Referring expression pointing data
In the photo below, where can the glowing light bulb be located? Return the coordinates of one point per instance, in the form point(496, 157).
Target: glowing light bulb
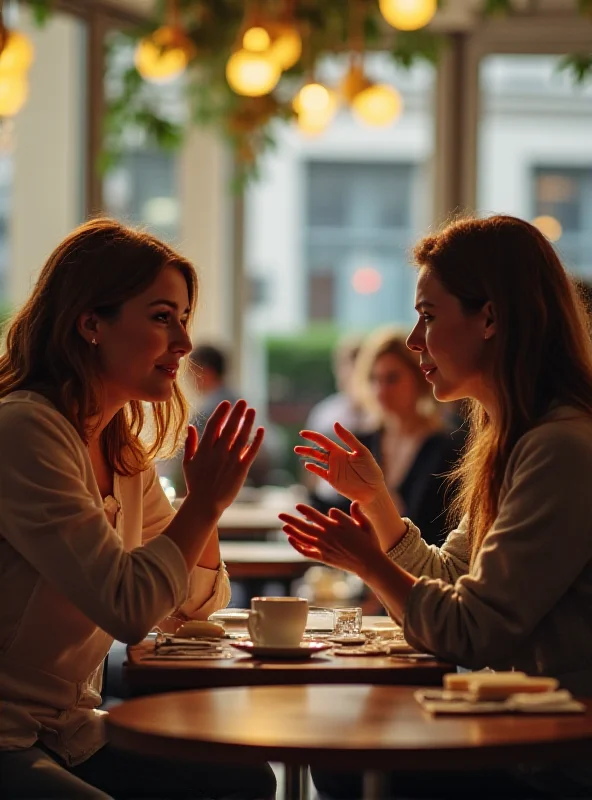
point(14, 90)
point(252, 74)
point(407, 15)
point(309, 126)
point(316, 106)
point(549, 227)
point(286, 46)
point(378, 105)
point(256, 40)
point(163, 56)
point(366, 280)
point(17, 55)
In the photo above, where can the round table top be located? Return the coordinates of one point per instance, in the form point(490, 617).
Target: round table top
point(363, 727)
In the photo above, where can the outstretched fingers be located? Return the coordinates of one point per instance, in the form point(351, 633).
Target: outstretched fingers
point(348, 438)
point(312, 452)
point(322, 441)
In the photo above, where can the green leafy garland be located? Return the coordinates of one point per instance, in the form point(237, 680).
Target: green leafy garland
point(213, 26)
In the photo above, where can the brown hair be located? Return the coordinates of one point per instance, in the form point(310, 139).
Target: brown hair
point(98, 267)
point(542, 351)
point(388, 340)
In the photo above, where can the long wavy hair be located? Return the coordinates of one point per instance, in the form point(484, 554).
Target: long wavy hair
point(542, 352)
point(98, 267)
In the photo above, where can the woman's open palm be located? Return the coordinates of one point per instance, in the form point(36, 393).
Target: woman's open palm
point(216, 466)
point(352, 472)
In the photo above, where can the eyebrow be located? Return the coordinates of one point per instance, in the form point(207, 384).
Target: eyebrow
point(169, 303)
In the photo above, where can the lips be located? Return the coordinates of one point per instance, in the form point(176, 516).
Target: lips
point(168, 369)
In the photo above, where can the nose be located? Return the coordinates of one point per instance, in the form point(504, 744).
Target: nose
point(181, 342)
point(416, 339)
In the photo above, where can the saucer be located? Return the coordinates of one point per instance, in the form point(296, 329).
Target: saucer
point(303, 650)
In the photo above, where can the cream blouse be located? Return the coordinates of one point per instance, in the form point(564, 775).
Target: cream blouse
point(70, 583)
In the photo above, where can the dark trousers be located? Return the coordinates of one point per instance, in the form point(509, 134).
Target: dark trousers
point(111, 773)
point(486, 785)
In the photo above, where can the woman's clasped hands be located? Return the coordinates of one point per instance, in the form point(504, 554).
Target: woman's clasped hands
point(352, 472)
point(348, 543)
point(216, 465)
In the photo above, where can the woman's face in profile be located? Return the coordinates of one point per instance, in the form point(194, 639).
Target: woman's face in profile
point(394, 385)
point(454, 346)
point(141, 349)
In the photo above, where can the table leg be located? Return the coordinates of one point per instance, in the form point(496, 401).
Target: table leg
point(375, 785)
point(296, 782)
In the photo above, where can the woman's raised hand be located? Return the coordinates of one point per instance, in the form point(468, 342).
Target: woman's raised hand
point(340, 541)
point(216, 466)
point(352, 472)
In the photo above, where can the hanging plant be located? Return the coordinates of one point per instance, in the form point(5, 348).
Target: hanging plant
point(266, 50)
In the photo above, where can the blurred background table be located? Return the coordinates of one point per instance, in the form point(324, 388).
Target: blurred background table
point(370, 728)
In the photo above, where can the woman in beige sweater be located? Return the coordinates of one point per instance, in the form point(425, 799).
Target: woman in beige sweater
point(499, 323)
point(90, 548)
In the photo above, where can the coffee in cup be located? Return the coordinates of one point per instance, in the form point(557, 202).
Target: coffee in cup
point(277, 621)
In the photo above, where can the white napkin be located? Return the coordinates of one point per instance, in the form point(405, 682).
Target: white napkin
point(446, 701)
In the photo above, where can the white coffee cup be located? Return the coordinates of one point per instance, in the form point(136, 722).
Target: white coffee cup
point(277, 621)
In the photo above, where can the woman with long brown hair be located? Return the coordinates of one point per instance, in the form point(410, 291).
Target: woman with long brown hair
point(90, 548)
point(412, 443)
point(500, 323)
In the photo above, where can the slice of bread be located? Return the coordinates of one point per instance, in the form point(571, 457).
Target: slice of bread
point(504, 687)
point(199, 628)
point(461, 681)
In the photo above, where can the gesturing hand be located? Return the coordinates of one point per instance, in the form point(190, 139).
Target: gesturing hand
point(348, 543)
point(353, 473)
point(216, 466)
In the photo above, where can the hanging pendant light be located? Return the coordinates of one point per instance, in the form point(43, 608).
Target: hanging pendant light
point(286, 46)
point(164, 56)
point(407, 15)
point(17, 55)
point(379, 105)
point(252, 74)
point(14, 90)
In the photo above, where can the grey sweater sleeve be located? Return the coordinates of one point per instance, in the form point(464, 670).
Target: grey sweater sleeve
point(538, 546)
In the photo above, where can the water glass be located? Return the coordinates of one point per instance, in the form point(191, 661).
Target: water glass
point(347, 621)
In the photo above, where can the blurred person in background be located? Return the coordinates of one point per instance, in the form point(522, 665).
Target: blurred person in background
point(342, 406)
point(209, 365)
point(412, 443)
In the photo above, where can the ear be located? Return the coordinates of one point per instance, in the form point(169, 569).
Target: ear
point(87, 327)
point(488, 313)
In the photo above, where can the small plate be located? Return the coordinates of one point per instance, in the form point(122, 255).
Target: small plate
point(303, 650)
point(230, 616)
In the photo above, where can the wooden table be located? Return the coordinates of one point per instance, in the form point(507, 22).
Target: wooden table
point(249, 521)
point(145, 675)
point(263, 561)
point(376, 728)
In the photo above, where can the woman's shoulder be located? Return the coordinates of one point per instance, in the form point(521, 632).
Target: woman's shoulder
point(26, 415)
point(564, 432)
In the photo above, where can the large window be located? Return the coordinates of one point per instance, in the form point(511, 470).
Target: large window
point(562, 200)
point(358, 230)
point(535, 150)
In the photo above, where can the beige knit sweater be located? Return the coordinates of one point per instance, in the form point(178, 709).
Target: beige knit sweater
point(70, 583)
point(526, 602)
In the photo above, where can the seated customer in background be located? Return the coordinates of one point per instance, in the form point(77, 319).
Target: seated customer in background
point(90, 548)
point(412, 444)
point(209, 369)
point(501, 323)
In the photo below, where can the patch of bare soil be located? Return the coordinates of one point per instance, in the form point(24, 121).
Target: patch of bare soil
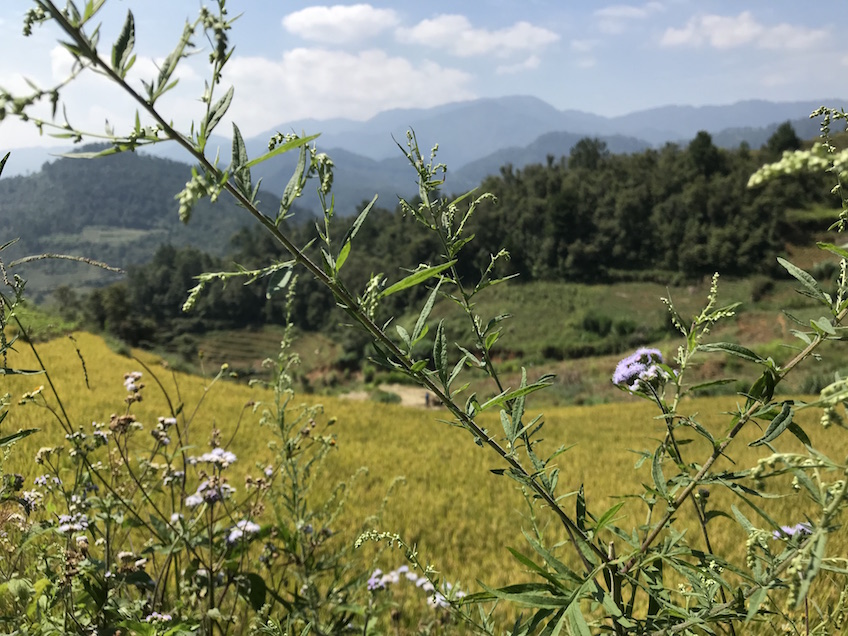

-- WHAT IS BEING ASKED --
Every line holding the string "below" should be copied here, so please find those lines in the data.

-- RESULT FOR THIS EXERCISE --
In the photo below, where can the glowing light bulb be located? Return the coordinates of one point per instance, in the form point(496, 157).
In the photo below, where can the patch of bare soil be located? Return the coordinates of one point per instance, in the form point(24, 121).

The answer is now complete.